3.5.LINK Elements as URL Templates

The LINK element is to provide pointers to other documents or data servers on the Internet through a URL. In Astrores, the LINK element may be part of the RESOURCE, TABLE or FIELD elements. The href attribute of the LINK is meant to provide a URL that is at least valid syntactically, even though there need be no assurance that the link will actually connect and deliver data. It may be that a strange protocol is implied that the parser does not know about, for example gridftp://server/file. However, parsers are expected to understand at least the file, http and ftp protocols.

The gref attribute is meant for a higher-level protocol of some type, perhaps a logical name for a data resource, perhaps a GLU reference [5].

In some cases, there is additional semantics for the LINK element, where the href and gref attributes are not a simple URL, but rather a template for creating URL's. Depending on the content-role attribute of the LINK, and the nature of the parent element, the ID tags from the table may be substituted into the template to create an implicit new column, as explained in the next section.

§ Set exercise 1
Reproduce the LINK element section word for word, starting with "In some cases, there" and going on through "the next section.".
§ Set exercise 2
According to the LINK element section, which protocols are parsers expected to understand at a minimum?

§ Supplied information
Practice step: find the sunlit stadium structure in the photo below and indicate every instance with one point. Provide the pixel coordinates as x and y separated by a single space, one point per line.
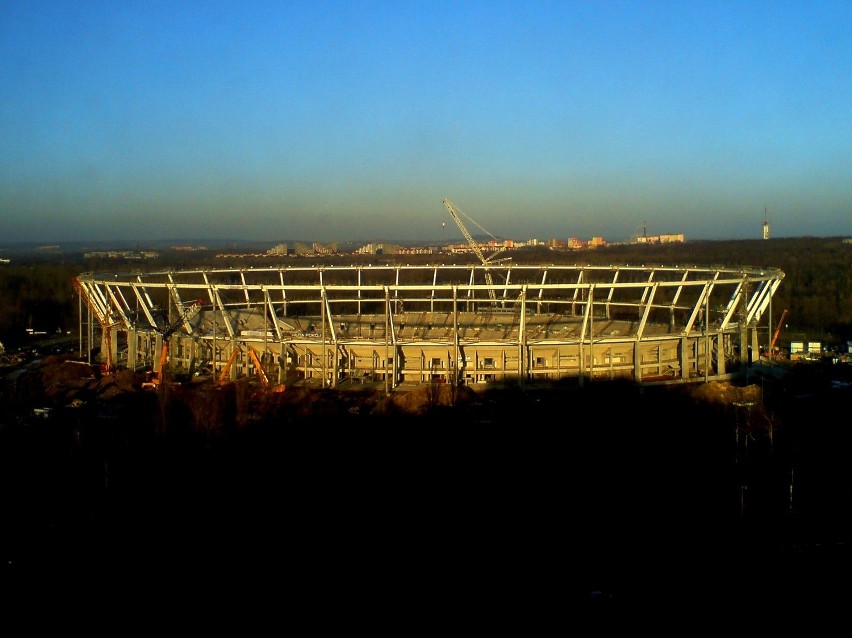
414 324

§ Final result 1
In some cases, there is additional semantics for the LINK element, where the href and gref attributes are not a simple URL, but rather a template for creating URL's. Depending on the content-role attribute of the LINK, and the nature of the parent element, the ID tags from the table may be substituted into the template to create an implicit new column, as explained in the next section.

§ Final result 2
The file, http and ftp protocols.